- AIM 1
In the Spark issue text, translate this sentence into Spanish: "Unless the schema is specified using `schema` function, this function goes through the input once to determine the input schema."
- AIM 2
How many lines of the records contain the word "metal"? Reply with the number alone.

You are viewing a plain text version of this content. The canonical link for it is here.
Posted to issues@spark.apache.org by "Herman van Hövell (Jira)" <ji...@apache.org> on 2023/03/06 19:29:00 UTC
[jira] [Created] (SPARK-42690) Implement CSV/JSON parsing funcions

Herman van Hövell created SPARK-42690:
-----------------------------------------

             Summary: Implement CSV/JSON parsing funcions
                 Key: SPARK-42690
                 URL: https://issues.apache.org/jira/browse/SPARK-42690
             Project: Spark
          Issue Type: New Feature
          Components: Connect
    Affects Versions: 3.4.0
            Reporter: Herman van Hövell


Implement the following two methods in DataFrameReader:

 

 
{code:java}
/**
* Loads a `Dataset[String]` storing JSON objects (<a href="http://jsonlines.org/">JSON Lines
* text format or newline-delimited JSON</a>) and returns the result as a `DataFrame`.
*
* Unless the schema is specified using `schema` function, this function goes through the
* input once to determine the input schema.
*
* @param jsonDataset input Dataset with one JSON object per record
* @since 3.4.0
*/
def json(jsonDataset: Dataset[String]): DataFrame
/**
* Loads an `Dataset[String]` storing CSV rows and returns the result as a `DataFrame`.
*
* If the schema is not specified using `schema` function and `inferSchema` option is enabled,
* this function goes through the input once to determine the input schema.
*
* If the schema is not specified using `schema` function and `inferSchema` option is disabled,
* it determines the columns as string types and it reads only the first line to determine the
* names and the number of fields.
*
* If the enforceSchema is set to `false`, only the CSV header in the first line is checked
* to conform specified or inferred schema.

- TASK INPUTS
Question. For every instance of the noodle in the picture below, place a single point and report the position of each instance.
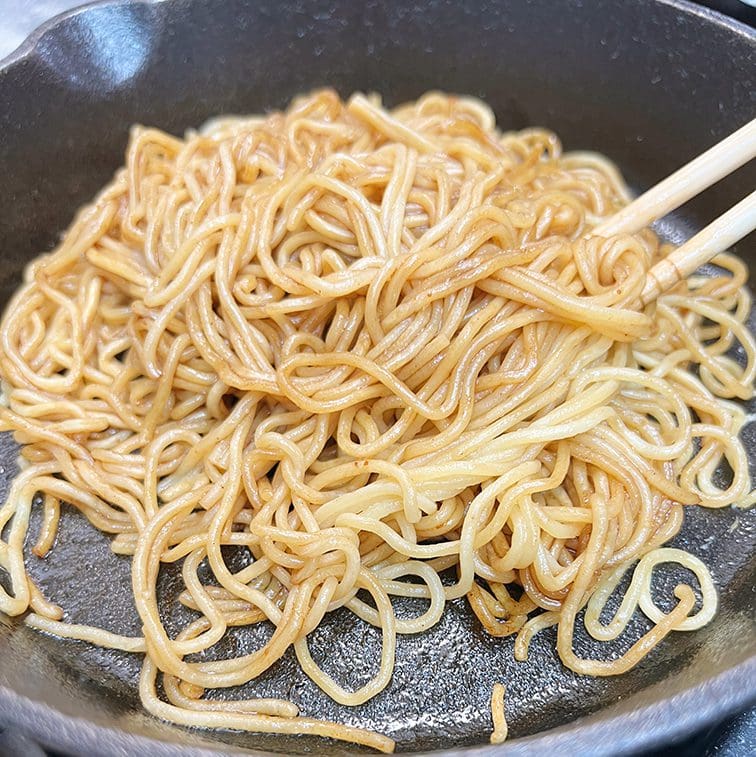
(364, 346)
(498, 715)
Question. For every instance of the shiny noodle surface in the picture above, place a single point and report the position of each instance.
(365, 347)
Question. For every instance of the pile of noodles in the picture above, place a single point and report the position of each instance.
(368, 346)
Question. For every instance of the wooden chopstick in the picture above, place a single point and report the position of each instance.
(707, 169)
(730, 227)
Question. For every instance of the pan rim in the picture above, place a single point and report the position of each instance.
(670, 718)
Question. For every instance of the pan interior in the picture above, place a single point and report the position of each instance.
(439, 696)
(626, 92)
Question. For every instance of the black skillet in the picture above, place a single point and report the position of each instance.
(650, 83)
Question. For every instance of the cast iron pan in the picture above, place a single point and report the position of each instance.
(649, 83)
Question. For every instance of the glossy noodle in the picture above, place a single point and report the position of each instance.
(365, 347)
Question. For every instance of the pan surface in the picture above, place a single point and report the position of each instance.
(649, 83)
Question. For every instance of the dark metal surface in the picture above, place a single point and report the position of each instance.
(649, 83)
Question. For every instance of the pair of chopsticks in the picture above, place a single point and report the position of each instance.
(707, 169)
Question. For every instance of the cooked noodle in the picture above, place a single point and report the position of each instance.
(498, 715)
(365, 346)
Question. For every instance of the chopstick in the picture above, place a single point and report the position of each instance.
(708, 168)
(730, 227)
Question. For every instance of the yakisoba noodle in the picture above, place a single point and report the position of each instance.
(368, 346)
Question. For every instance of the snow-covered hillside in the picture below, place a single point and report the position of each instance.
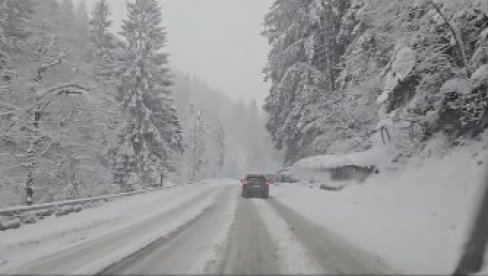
(416, 219)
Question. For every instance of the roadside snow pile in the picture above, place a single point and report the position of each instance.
(417, 219)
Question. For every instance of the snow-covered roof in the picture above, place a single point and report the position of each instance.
(480, 76)
(461, 86)
(365, 158)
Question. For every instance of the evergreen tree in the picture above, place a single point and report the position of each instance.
(153, 131)
(102, 38)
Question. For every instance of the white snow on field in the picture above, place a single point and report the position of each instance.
(416, 219)
(295, 259)
(52, 235)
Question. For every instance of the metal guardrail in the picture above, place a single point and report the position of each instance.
(16, 210)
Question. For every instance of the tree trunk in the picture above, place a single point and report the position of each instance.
(457, 37)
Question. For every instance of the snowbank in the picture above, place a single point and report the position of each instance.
(417, 219)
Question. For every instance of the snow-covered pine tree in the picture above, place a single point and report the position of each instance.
(196, 145)
(153, 131)
(102, 38)
(14, 16)
(307, 43)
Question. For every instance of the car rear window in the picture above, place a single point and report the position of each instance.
(256, 178)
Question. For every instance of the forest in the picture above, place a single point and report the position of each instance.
(347, 75)
(87, 111)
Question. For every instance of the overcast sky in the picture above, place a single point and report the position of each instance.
(216, 40)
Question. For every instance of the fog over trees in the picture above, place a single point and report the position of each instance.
(85, 111)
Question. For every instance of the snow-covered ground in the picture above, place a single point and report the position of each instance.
(179, 205)
(416, 219)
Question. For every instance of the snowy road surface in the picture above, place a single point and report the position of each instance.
(204, 228)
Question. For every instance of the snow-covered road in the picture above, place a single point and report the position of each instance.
(193, 229)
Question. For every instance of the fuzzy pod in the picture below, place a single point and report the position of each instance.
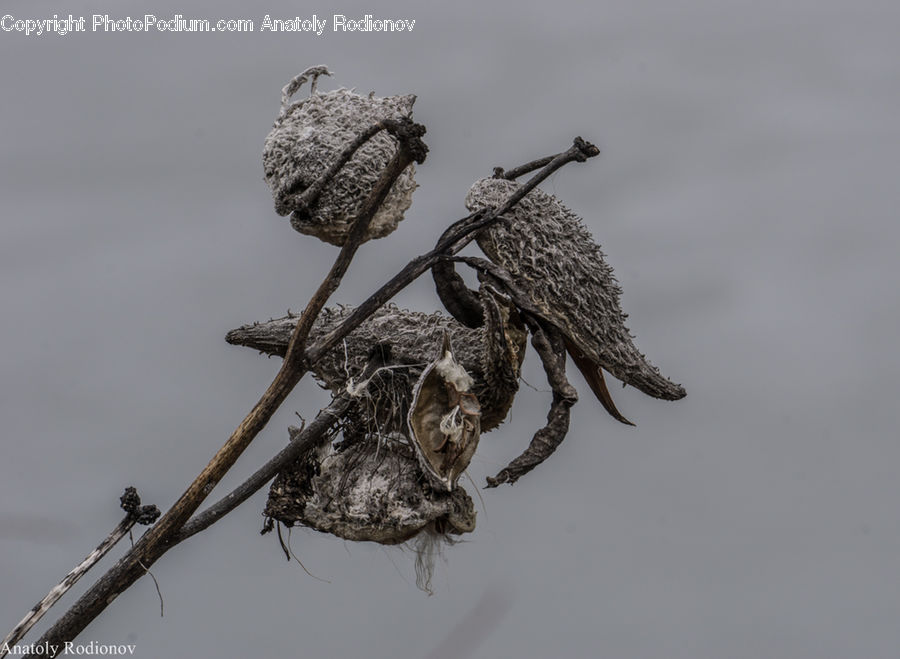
(444, 419)
(367, 489)
(309, 135)
(547, 249)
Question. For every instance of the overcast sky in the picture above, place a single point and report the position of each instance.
(746, 197)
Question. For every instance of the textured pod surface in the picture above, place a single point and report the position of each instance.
(366, 490)
(547, 249)
(308, 137)
(492, 355)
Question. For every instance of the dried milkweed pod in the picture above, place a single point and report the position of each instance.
(444, 419)
(307, 138)
(367, 489)
(491, 354)
(552, 256)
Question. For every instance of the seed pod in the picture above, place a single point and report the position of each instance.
(307, 138)
(550, 253)
(444, 419)
(367, 489)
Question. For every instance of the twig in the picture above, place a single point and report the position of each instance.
(162, 536)
(521, 170)
(302, 441)
(137, 514)
(158, 539)
(461, 233)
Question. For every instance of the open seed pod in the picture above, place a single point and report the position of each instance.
(307, 138)
(444, 419)
(367, 488)
(491, 354)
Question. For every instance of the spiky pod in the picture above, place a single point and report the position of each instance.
(492, 355)
(307, 138)
(550, 253)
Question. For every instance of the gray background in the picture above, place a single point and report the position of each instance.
(746, 196)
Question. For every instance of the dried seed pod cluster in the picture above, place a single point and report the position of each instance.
(308, 137)
(445, 419)
(367, 489)
(550, 253)
(492, 354)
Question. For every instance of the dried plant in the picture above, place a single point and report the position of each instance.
(412, 391)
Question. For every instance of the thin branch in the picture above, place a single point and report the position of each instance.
(314, 434)
(159, 538)
(310, 195)
(137, 514)
(165, 534)
(461, 234)
(521, 170)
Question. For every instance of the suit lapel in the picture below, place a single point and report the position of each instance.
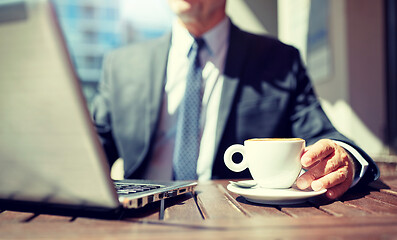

- FULL RESPONSE 1
A menos que el esquema se especifique mediante la función `schema`, esta función recorre la entrada una vez para determinar el esquema de la entrada.

- FULL RESPONSE 2
2